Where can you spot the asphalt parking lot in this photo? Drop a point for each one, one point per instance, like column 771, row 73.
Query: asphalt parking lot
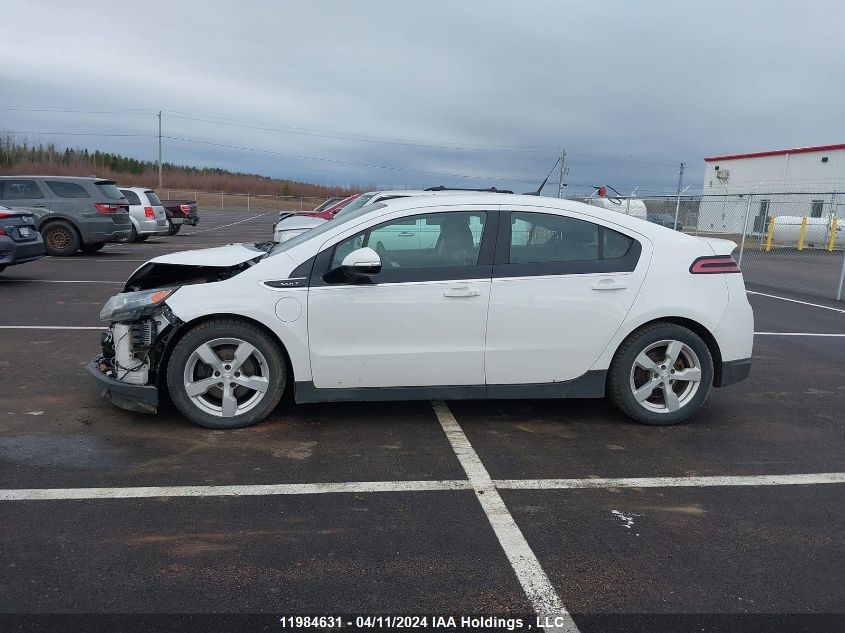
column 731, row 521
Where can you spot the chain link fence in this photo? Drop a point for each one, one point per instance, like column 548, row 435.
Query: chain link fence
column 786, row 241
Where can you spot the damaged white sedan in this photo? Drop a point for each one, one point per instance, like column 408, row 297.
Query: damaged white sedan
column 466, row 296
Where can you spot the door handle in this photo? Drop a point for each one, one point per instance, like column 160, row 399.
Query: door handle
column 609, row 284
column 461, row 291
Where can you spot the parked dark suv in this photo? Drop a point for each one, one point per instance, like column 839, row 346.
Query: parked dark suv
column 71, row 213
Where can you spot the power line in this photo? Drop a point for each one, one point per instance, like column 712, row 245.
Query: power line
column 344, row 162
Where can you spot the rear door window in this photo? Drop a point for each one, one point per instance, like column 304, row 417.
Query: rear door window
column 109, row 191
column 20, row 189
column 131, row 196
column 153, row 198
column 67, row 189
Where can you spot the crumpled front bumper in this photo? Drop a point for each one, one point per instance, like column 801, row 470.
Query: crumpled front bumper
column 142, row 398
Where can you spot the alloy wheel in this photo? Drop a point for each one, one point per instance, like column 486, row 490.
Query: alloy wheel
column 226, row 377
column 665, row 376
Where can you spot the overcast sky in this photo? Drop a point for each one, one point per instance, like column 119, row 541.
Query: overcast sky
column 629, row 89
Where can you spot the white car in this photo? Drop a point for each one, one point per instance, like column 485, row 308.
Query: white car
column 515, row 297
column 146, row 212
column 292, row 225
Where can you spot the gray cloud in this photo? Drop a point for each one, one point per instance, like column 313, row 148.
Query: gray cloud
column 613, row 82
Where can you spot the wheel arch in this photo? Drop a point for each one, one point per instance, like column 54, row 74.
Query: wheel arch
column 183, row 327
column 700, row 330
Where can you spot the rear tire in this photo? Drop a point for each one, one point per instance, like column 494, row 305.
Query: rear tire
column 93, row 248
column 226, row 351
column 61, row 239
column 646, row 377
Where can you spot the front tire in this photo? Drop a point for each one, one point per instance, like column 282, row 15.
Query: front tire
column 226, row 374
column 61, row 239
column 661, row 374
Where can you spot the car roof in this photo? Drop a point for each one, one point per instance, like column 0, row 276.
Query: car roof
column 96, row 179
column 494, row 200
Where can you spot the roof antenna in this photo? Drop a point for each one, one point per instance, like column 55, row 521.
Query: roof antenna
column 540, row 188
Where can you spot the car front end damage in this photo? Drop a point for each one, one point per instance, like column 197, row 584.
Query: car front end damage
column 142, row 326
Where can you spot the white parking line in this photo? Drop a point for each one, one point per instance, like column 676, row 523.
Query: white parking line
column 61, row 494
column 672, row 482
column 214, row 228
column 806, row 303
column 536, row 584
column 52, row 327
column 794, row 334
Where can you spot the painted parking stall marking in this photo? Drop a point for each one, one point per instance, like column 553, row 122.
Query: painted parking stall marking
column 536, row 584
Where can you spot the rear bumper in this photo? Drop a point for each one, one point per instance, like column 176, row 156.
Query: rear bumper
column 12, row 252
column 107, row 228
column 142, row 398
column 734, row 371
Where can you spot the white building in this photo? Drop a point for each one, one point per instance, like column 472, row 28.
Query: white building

**Task requirements**
When you reproduce the data shown above, keep each line exact and omit every picture.

**Task output**
Where can you spot the asphalt parking lot in this photo? Drop a point for each one, one point per instance, like column 771, row 73.
Query: asphalt parking lot
column 731, row 521
Where can you spot the chain link fence in this photo? Drop a point for each one, one point per instance, like column 548, row 435.
Query: chain link fence
column 786, row 241
Where can you spot the damaged white sedan in this photo? Drop a point for each one, one point per instance, like column 408, row 297.
Query: damaged white sedan
column 466, row 296
Where can you spot the door handle in this photo? Drop a point for each one, one point per instance, like column 160, row 399.
Query: door handle
column 609, row 284
column 461, row 291
Where can you spot the parked dark suv in this photo? Drop a point for each one, one point per instance, like column 839, row 346.
Query: parked dark suv
column 71, row 213
Where can you spot the power line in this photo? Drop a point for each one, one point per instance, like column 712, row 245.
Query: power line
column 344, row 162
Where can you spot the rear door window in this photo? Drop a point for each one, one point per instance, like column 304, row 417.
Query: rear door window
column 109, row 191
column 20, row 189
column 131, row 196
column 153, row 198
column 67, row 189
Where can you spot the crumpled front bumper in this photo? Drop a point for each one, one point per instance, like column 801, row 470.
Query: crumpled front bumper
column 142, row 398
Where can you spot the alloy wheel in this photo? Drop a point for each one, one point per instance, like column 486, row 490.
Query: alloy wheel
column 226, row 377
column 665, row 376
Where can you spot the overcast sky in this photo? Drop a point for each one, one point per instance, like column 119, row 541.
Query: overcast sky
column 629, row 89
Where can you spot the white car in this photo? Drop a point for each one, one point per instance, like column 485, row 308.
Query: white car
column 515, row 297
column 146, row 212
column 292, row 225
Where can you spot the gray cloud in this photo? Drop a point for each one, one point per instance, like column 313, row 148.
Query: gray cloud
column 613, row 82
Where can you spot the wheel arch in this photo? Drop a point for each one, one point per instance, like column 54, row 74.
Query: wheel arch
column 183, row 327
column 700, row 330
Where can you spot the rear tire in this photo? Drop a point for each one, one point per instance, like column 494, row 305.
Query: rear tire
column 93, row 248
column 226, row 351
column 61, row 239
column 646, row 377
Where can you spot the front tire in this photo? Drop a point for each one, one point per instance, like column 282, row 15.
Query: front tire
column 226, row 374
column 61, row 239
column 661, row 374
Where can you spot the car roof in this photo? Drop a point for each one, one point per instance, like column 0, row 276.
Query: car roof
column 96, row 179
column 494, row 200
Where can you spot the roof antenna in this photo? Drop a point for each one, one point per instance, like column 55, row 521.
Query: roof antenna
column 540, row 188
Where can you spot the car front end damage in this photo? Drop a point for each one, one point per instance, like column 197, row 584.
Query: car front end damage
column 142, row 326
Where can you spot the white parking line in this photo? Drop a point for each one, one point per instance, like column 676, row 523.
Query: white parking line
column 61, row 494
column 672, row 482
column 214, row 228
column 806, row 303
column 536, row 584
column 52, row 327
column 794, row 334
Where can you spot the painted parking stall marking in this photo? Drop a point for each one, one point per instance, like column 553, row 122.
Query: painted parking stall marking
column 536, row 584
Where can you spot the rear bumper in this photo? Drop a point for each one, one point per instance, like column 176, row 156.
Query: rear bumper
column 12, row 252
column 107, row 228
column 142, row 398
column 734, row 371
Where can you spot the white building in this photo? Drop a point for each one, one point per instance, like column 472, row 28.
Query: white building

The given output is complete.